## [Exercise directions]
Retype the short profile of manga artist Meca Tanaka below, word for word and in full.

## [Text provided]
- Born: December 23 Aichi Prefecture
- Nationality: Japanese
- Area: Manga artist
- Notable works: Omukae desu, Faster than a Kiss

= Meca Tanaka =

Japanese manga artist

Meca Tanaka (田中メカ, Tanaka Meka) (born December 23 in Aichi Prefecture) is a Japanese shojo manga artist. Two of her major works are Omukae desu and Faster than a Kiss. Pearl Pink was released in English by Tokyopop. Young Master's Revenge, or Kimi no Koto nado Zettai ni & Meteor Prince are both released in English by Viz Media.

## [Dataset section]
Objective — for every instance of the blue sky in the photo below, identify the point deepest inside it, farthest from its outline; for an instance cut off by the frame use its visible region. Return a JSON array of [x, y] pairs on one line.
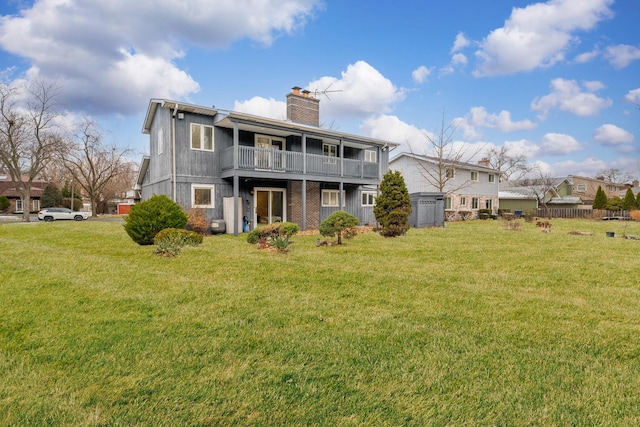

## [Result of this task]
- Born: December 23 Aichi Prefecture
- Nationality: Japanese
- Area: Manga artist
- Notable works: Omukae desu, Faster than a Kiss

= Meca Tanaka =

Japanese manga artist

Meca Tanaka (田中メカ, Tanaka Meka) (born December 23 in Aichi Prefecture) is a Japanese shojo manga artist. Two of her major works are Omukae desu and Faster than a Kiss. Pearl Pink was released in English by Tokyopop. Young Master's Revenge, or Kimi no Koto nado Zettai ni & Meteor Prince are both released in English by Viz Media.